> _Written tasks_:
1/ In the Call of Duty song text, on what date did the writer finish writing the song down?
2/ Condense the paragraph of the Call of Duty song text that begins "Many years ago, when Call of Duty was young(ish)" into a short bulleted list that keeps its main facts.
3/ Copy out the Call of Duty song text word for word, from "Well, at some" up to and including "their correct notes.".

> _Source text_:
::::::::::
The Cast: Andy (Nikolai Belinski), Erich (Edward Richtofen), Myself (Tank Dempsey).
Many years ago, when Call of Duty was young(ish), Andy, Erich (& sometimes one of his boys), and myself would gather around our Playstations to participate in our weekly killing of the zombie hordes. On Friday nights we three (and the occasional fourth) would use the online capabilities of modern technology to spend time together and kill the digital undead. Great times to be sure.
Well, at some point I began to write a song about these fictional heroes and the stresses of their warped world (I liked to annoy and entertain while we game). So, on July 31, 2013 I began to write the song down. I finished it on August 1, 2013 (lots of effort went into it).
After all this time I thought I would finally put the lyrics to the music (I shamelessly borrowed the tune from Disney’s It’s a Small World—don’t judge me). With the help of my wife—who can read music, I have finally been able to put those words to their correct notes.
::::::::::
> _Data excerpt_:

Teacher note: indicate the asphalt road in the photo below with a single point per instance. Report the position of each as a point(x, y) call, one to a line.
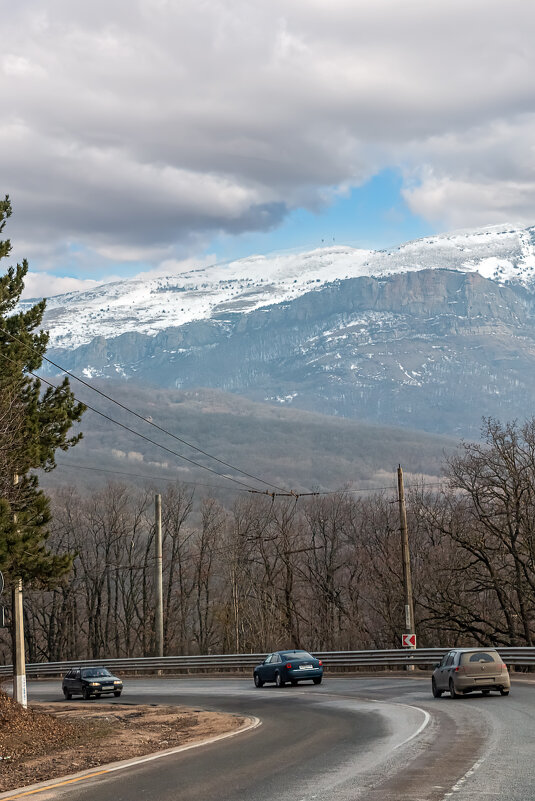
::::::::::
> _Final results_:
1/ August 1, 2013.

2/
- Years ago, when Call of Duty was fairly new, Andy, Erich (sometimes with one of his boys) and the writer met weekly on their PlayStations to fight zombie hordes.
- On Friday nights the three, occasionally joined by a fourth, played online together to kill the digital undead.
- They were great times.

3/
Well, at some point I began to write a song about these fictional heroes and the stresses of their warped world (I liked to annoy and entertain while we game). So, on July 31, 2013 I began to write the song down. I finished it on August 1, 2013 (lots of effort went into it).
After all this time I thought I would finally put the lyrics to the music (I shamelessly borrowed the tune from Disney’s It’s a Small World—don’t judge me). With the help of my wife—who can read music, I have finally been able to put those words to their correct notes.